The required output is the line that contains "tile pattern with" plus every line after it in the listing below, copied exactly as it appears.

• ENTRIES SUPPLIED
.....
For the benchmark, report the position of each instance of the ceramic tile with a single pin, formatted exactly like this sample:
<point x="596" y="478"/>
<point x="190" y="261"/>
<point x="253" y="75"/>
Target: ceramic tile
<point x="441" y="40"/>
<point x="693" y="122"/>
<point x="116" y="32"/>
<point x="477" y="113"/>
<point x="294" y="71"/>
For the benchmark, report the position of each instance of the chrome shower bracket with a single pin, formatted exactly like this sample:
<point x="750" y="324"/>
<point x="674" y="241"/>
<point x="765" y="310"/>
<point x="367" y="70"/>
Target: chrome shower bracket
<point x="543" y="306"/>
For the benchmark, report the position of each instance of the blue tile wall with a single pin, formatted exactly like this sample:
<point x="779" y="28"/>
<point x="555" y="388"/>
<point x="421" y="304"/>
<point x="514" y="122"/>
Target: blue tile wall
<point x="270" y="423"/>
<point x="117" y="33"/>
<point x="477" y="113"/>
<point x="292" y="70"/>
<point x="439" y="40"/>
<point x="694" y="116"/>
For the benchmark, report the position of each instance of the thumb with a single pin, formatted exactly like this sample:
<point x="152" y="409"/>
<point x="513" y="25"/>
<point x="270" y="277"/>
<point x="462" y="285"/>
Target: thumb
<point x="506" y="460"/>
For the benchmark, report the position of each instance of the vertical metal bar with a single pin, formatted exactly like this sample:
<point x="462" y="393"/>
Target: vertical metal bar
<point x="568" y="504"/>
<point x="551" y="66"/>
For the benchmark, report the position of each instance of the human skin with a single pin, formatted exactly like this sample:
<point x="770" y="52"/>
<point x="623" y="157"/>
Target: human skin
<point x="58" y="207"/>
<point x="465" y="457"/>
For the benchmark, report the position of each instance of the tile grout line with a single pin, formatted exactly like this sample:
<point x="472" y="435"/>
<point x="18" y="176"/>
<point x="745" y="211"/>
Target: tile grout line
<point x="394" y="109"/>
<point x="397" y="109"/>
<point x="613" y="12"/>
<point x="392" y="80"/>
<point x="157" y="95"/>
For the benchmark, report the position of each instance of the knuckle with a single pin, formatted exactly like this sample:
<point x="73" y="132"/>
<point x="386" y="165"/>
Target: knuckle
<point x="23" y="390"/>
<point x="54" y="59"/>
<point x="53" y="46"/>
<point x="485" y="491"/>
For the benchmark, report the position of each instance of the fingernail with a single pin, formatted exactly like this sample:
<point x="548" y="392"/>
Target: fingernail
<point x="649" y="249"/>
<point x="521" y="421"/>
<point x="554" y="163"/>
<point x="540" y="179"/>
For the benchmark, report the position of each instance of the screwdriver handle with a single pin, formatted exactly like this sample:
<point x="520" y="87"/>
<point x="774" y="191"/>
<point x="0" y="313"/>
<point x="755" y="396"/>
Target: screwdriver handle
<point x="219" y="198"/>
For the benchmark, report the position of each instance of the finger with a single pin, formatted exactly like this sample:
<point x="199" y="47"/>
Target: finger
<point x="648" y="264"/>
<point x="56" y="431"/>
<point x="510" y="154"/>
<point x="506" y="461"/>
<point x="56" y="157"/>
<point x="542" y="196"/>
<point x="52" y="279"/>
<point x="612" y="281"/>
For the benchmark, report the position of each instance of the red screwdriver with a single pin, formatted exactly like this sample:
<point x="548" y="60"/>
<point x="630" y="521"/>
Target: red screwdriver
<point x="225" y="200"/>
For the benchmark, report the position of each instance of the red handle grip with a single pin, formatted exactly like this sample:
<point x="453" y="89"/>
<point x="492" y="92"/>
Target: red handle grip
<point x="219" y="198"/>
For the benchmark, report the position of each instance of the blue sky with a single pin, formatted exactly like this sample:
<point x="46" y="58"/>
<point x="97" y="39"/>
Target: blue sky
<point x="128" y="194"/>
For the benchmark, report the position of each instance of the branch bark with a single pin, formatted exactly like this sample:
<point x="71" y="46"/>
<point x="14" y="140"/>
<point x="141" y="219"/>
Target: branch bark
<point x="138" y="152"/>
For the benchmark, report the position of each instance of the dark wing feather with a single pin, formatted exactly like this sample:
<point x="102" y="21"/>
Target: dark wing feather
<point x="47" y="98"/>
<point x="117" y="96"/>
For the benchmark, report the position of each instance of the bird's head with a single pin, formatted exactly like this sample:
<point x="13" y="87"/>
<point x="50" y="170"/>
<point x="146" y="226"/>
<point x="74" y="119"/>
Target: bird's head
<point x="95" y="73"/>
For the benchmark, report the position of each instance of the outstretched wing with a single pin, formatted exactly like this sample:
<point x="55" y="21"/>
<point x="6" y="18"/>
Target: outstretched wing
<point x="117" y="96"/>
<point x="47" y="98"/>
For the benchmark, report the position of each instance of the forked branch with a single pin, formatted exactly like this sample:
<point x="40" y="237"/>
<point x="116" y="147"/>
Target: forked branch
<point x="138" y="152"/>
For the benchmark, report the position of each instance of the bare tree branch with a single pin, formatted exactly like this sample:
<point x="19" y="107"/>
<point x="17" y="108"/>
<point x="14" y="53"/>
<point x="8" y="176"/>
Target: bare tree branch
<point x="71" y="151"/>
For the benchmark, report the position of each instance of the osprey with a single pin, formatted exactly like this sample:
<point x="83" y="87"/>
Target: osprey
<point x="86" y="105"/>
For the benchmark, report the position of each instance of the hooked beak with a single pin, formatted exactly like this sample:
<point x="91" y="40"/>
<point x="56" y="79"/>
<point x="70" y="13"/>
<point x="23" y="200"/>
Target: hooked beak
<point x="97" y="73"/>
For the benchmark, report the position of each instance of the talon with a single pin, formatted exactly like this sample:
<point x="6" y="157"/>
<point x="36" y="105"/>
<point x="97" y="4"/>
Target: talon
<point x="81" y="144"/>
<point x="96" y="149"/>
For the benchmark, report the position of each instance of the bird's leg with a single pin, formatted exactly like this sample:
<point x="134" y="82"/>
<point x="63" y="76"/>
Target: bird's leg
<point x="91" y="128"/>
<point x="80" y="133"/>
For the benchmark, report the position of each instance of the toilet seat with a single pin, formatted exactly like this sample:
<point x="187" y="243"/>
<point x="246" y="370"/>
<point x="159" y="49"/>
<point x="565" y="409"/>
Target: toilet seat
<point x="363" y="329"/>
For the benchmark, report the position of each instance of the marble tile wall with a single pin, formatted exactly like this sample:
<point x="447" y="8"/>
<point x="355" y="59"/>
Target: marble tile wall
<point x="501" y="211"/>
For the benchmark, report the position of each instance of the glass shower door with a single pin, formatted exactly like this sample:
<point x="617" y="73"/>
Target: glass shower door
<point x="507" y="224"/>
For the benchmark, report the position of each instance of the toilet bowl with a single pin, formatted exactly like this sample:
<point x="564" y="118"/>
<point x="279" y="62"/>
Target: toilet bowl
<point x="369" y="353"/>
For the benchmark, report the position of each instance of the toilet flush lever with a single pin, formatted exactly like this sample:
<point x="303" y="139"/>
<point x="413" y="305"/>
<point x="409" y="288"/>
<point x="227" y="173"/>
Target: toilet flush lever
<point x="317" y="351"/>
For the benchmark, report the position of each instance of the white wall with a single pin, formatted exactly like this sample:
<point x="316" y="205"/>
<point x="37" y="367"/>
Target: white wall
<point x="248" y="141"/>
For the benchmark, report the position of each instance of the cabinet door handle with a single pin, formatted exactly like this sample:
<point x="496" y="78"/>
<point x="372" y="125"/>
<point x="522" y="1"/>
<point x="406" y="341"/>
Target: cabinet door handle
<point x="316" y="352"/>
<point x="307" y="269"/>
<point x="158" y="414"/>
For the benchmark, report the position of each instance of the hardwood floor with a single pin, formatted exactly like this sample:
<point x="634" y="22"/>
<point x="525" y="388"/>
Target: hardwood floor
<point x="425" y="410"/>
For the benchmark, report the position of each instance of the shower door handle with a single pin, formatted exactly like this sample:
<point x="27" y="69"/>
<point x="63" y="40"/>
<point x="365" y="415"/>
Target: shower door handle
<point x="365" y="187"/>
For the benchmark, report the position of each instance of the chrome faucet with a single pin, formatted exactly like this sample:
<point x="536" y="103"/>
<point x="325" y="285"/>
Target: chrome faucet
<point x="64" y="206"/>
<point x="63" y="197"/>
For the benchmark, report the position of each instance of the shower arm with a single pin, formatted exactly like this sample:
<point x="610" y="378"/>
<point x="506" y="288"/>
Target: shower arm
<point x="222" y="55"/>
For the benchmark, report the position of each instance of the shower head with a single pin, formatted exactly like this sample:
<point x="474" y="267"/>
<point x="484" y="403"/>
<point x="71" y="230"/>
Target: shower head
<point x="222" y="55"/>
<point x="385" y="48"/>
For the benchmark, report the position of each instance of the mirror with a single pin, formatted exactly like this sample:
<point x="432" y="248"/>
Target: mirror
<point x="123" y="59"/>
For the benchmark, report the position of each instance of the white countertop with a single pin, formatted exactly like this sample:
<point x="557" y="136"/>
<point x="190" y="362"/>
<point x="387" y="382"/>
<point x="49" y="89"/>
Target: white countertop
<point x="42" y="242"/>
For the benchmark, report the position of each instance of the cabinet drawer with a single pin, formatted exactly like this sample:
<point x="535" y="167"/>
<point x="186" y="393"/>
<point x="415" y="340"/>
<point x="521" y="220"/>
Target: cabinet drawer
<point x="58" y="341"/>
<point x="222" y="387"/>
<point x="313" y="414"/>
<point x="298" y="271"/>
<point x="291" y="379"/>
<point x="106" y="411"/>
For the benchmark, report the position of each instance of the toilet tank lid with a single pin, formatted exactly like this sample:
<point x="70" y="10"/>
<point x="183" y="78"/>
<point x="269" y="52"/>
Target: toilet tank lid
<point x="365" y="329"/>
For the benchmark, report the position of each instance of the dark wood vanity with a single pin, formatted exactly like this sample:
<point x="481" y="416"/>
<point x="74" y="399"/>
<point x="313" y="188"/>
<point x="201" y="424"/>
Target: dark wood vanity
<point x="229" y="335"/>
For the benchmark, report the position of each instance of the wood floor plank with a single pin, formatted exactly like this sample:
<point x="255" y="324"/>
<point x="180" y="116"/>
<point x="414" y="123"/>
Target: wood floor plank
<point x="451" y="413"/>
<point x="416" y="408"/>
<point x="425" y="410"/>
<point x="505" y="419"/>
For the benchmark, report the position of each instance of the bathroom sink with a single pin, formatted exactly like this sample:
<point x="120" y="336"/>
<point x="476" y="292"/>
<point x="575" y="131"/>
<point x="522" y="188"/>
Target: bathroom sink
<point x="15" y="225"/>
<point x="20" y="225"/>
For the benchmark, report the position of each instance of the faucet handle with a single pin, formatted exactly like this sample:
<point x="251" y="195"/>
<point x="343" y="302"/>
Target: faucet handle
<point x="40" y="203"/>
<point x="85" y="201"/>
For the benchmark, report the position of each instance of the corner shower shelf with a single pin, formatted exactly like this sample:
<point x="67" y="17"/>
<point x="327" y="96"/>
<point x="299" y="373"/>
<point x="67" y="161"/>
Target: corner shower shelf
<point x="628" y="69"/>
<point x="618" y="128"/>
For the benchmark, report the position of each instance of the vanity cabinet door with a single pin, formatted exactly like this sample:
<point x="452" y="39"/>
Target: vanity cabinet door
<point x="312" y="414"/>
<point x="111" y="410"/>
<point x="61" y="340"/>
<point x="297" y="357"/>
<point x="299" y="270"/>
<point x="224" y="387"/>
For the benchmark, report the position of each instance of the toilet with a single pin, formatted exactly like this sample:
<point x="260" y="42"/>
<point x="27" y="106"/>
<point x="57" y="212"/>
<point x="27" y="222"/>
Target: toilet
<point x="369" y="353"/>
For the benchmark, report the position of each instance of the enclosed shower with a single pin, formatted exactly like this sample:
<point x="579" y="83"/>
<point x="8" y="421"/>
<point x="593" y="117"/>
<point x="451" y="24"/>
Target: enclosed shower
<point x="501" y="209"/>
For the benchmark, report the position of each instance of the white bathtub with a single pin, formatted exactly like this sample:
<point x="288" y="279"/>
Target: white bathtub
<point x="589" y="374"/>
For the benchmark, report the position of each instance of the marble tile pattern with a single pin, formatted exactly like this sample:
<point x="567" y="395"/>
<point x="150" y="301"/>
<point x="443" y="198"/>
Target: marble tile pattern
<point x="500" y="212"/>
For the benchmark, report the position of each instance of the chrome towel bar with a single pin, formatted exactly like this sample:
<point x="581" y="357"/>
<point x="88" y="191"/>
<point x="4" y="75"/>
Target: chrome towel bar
.....
• OUTPUT BELOW
For the benchmark, report the position of each instance of the marble tile pattern with a single pin, formatted exactly like this sample:
<point x="567" y="395"/>
<point x="150" y="301"/>
<point x="443" y="198"/>
Target: marble tile pattern
<point x="500" y="212"/>
For the benchmark, report the position of each instance of the chrome towel bar with a single pin, formatted exactly like this sample:
<point x="581" y="357"/>
<point x="88" y="191"/>
<point x="4" y="75"/>
Target: chrome towel bar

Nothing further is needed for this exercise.